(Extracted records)
---*---

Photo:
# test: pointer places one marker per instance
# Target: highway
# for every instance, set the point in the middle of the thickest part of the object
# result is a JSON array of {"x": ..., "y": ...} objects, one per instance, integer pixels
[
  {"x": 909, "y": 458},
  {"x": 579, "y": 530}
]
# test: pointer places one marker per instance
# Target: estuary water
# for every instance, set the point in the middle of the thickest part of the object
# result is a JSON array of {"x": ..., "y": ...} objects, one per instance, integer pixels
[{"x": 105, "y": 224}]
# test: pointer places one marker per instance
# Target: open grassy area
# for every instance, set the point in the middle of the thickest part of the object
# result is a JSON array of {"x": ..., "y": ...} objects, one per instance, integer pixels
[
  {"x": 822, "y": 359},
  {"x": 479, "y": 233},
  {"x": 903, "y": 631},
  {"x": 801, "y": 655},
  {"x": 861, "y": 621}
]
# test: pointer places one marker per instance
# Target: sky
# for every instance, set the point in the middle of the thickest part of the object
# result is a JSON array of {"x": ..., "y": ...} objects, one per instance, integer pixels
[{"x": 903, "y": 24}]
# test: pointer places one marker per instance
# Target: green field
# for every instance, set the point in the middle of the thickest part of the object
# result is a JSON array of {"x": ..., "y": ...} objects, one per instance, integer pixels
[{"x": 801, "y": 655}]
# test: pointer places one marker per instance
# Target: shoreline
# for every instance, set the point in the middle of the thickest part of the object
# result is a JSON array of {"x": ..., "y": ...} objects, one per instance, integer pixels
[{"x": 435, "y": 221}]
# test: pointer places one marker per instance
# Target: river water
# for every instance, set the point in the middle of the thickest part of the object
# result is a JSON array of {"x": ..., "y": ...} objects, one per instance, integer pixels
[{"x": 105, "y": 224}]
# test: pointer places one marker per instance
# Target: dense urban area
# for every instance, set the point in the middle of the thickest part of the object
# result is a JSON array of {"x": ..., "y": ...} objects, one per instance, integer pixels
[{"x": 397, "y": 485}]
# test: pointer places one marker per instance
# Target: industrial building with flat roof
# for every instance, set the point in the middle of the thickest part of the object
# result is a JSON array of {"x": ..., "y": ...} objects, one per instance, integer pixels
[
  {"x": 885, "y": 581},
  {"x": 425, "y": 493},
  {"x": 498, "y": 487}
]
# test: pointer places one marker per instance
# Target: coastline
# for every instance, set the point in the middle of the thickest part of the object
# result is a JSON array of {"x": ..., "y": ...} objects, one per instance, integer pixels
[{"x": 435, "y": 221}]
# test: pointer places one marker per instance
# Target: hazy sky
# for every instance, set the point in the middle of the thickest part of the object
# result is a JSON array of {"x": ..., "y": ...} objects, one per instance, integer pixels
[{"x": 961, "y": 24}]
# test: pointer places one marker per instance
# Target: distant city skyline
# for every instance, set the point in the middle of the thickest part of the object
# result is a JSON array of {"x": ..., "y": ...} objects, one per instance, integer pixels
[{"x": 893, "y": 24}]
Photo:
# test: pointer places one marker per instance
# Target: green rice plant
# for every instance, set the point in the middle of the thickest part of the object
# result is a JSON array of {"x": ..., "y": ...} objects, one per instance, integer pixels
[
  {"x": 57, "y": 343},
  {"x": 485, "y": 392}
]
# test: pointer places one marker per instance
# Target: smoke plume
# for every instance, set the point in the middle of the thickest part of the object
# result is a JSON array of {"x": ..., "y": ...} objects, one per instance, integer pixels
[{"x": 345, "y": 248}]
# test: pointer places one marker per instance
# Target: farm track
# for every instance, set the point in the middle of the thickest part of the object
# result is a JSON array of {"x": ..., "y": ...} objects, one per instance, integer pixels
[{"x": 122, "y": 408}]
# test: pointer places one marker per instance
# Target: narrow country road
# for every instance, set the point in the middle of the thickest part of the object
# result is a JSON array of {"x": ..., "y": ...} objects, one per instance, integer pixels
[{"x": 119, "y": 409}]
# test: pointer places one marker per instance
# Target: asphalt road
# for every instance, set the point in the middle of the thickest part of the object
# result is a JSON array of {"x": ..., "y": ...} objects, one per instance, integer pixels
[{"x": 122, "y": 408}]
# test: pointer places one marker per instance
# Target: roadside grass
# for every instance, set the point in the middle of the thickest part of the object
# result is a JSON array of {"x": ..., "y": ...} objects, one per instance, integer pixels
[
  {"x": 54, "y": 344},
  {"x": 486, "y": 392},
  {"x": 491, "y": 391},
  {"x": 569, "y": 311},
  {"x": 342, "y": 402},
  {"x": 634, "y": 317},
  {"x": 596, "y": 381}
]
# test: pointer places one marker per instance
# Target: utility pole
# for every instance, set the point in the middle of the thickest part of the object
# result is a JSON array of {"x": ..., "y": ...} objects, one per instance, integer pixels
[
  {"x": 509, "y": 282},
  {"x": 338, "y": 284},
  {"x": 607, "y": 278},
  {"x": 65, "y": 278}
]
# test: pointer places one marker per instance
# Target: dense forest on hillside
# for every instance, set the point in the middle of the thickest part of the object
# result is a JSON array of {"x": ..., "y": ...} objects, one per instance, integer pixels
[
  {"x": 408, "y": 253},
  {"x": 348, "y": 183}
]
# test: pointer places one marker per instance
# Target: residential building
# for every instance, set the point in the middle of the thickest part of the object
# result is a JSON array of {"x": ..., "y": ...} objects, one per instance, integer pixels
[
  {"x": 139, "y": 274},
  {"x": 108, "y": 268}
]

---*---

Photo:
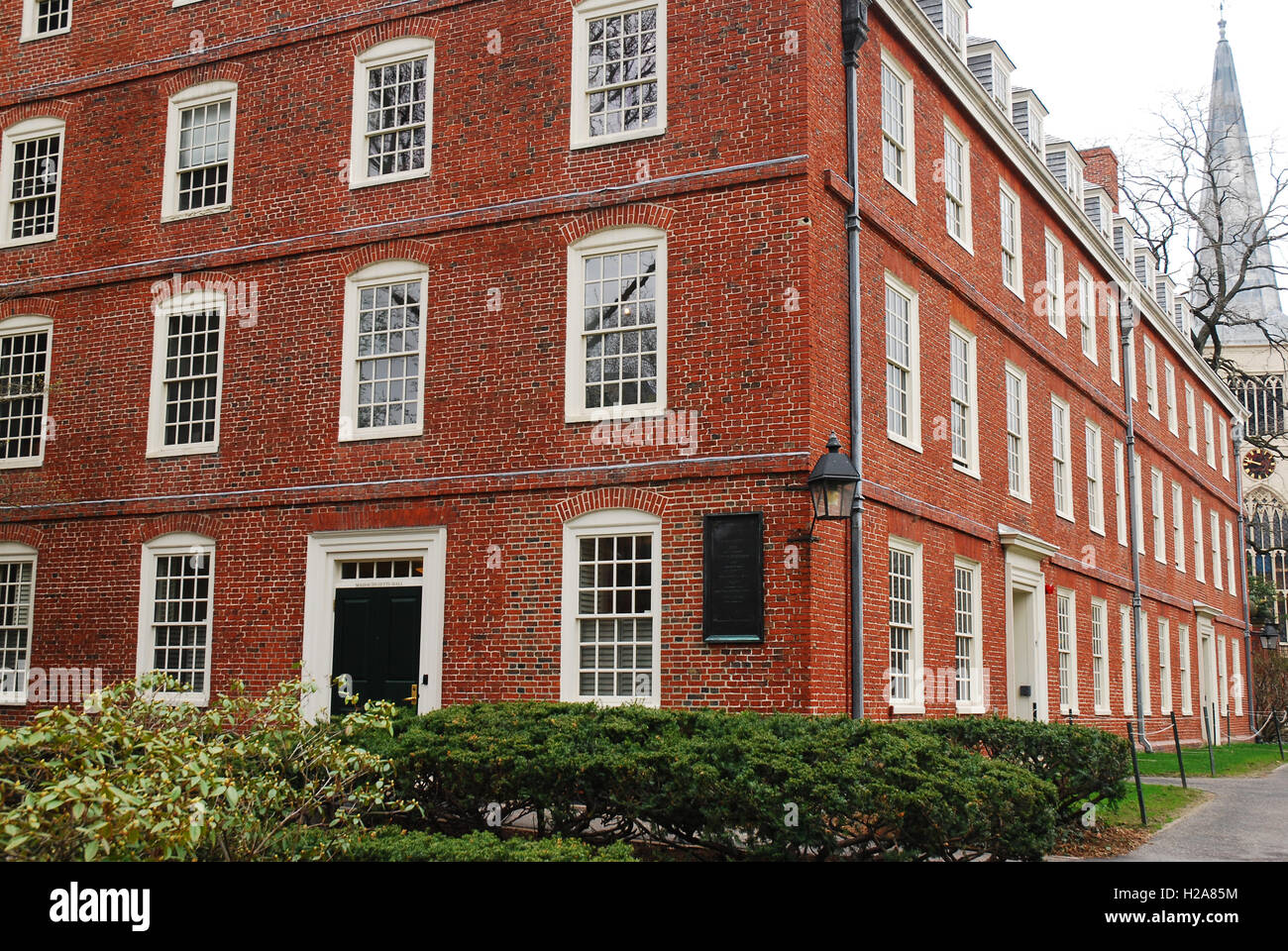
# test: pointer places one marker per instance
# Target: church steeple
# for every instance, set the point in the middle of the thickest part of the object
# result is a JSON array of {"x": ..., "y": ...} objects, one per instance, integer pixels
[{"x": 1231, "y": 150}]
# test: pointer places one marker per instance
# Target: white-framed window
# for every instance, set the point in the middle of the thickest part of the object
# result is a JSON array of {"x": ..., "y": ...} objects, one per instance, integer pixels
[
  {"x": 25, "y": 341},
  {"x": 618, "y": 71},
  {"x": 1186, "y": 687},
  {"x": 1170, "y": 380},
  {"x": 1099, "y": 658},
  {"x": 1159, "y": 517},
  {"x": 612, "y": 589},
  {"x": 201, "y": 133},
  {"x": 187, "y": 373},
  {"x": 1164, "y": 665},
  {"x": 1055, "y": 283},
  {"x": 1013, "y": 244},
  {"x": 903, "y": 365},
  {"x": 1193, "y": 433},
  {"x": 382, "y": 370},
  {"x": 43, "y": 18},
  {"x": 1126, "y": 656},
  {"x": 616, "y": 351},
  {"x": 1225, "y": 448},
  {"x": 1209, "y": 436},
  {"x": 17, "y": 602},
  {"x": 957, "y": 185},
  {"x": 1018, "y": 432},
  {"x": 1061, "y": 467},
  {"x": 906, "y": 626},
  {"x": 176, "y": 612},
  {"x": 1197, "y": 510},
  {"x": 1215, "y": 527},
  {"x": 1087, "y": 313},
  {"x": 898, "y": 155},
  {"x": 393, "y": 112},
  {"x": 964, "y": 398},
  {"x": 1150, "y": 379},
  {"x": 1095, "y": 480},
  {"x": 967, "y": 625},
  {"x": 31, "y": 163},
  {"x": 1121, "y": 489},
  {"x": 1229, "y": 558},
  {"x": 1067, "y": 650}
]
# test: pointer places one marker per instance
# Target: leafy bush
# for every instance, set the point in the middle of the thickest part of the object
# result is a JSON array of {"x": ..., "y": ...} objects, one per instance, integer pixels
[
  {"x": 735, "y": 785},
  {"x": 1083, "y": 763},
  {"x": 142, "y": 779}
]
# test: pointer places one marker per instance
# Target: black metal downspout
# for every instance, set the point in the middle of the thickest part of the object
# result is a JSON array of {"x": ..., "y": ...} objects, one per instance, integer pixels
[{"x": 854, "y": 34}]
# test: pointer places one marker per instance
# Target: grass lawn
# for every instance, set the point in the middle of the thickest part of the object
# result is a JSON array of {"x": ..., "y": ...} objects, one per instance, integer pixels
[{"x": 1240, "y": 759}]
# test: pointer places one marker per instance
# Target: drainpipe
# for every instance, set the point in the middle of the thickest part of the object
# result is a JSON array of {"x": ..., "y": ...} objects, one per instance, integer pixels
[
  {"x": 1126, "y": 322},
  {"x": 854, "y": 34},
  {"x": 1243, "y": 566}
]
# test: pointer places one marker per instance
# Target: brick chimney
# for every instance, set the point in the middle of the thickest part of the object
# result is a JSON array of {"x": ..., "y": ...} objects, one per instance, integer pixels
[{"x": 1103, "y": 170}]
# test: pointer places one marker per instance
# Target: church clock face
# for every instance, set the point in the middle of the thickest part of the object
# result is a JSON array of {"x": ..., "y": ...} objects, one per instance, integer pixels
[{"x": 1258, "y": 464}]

---*---

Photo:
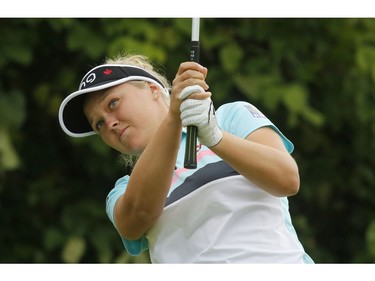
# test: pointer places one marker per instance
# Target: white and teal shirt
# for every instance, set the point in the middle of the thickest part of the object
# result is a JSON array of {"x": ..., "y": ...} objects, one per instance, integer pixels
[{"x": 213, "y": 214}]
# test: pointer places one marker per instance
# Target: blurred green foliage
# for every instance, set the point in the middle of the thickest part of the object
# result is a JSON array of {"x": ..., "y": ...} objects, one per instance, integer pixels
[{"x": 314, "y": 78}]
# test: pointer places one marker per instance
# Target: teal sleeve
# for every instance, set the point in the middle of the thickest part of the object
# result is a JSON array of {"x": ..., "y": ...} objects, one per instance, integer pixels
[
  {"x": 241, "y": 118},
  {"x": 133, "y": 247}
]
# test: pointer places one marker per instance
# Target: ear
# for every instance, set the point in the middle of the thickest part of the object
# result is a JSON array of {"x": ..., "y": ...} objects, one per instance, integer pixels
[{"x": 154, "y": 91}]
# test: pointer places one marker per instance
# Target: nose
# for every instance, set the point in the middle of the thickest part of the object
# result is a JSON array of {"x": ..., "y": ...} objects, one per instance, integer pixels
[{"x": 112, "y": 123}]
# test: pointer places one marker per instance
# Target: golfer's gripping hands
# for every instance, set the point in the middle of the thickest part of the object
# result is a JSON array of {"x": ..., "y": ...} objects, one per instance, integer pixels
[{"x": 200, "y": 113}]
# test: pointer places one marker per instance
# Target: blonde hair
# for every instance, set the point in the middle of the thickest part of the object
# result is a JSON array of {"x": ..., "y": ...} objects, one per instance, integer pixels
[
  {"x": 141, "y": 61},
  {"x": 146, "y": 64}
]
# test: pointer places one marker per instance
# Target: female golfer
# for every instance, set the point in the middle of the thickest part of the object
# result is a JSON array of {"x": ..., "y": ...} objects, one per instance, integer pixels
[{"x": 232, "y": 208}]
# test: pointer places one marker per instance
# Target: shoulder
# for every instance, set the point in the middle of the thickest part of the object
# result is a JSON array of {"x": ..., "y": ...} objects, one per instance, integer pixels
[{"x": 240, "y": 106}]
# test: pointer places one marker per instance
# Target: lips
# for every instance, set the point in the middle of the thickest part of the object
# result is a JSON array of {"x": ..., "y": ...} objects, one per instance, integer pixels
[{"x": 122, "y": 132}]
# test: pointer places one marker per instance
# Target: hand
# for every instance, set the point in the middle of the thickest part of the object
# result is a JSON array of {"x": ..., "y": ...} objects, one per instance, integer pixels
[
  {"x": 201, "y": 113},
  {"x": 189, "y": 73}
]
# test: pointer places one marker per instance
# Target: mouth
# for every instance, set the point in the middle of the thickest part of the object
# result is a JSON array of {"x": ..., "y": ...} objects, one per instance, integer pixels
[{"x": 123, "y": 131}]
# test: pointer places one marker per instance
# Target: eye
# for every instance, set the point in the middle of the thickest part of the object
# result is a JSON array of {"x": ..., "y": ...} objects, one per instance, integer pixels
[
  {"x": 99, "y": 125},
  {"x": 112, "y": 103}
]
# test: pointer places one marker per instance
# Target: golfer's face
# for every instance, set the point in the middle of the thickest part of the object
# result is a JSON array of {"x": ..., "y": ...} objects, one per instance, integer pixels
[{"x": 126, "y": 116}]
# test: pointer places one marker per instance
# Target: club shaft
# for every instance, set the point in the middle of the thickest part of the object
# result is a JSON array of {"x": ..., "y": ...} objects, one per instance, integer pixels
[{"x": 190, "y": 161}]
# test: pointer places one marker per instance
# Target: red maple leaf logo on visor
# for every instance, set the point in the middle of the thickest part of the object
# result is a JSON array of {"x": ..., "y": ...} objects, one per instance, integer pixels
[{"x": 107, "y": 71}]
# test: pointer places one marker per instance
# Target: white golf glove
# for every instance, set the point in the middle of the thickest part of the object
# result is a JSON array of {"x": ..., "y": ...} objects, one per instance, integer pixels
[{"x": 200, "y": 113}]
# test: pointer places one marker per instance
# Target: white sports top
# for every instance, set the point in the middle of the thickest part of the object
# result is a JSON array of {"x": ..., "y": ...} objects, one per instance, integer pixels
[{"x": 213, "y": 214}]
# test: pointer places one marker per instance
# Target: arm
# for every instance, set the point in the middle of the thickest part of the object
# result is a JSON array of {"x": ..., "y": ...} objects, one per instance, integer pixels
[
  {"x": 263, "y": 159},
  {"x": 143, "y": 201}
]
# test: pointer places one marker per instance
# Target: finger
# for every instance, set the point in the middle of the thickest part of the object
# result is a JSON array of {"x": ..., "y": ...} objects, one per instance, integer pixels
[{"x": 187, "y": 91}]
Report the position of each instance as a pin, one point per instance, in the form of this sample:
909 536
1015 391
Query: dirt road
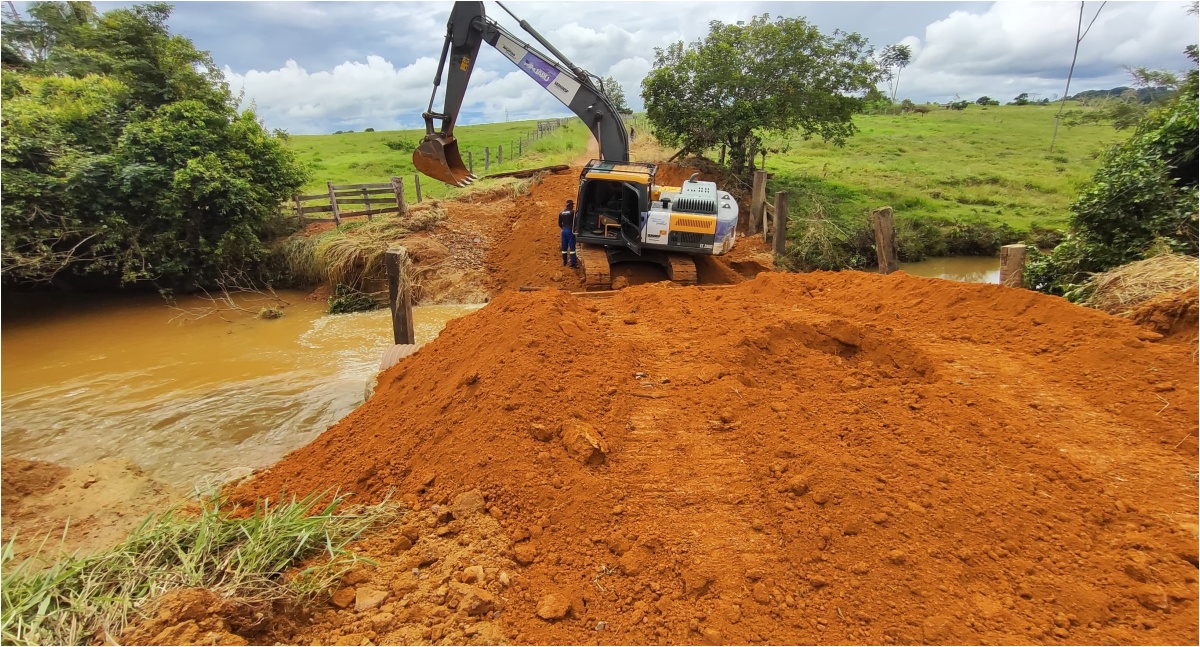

---*---

To do
Give only the number of lines in the data that hold the string "white".

Your response
4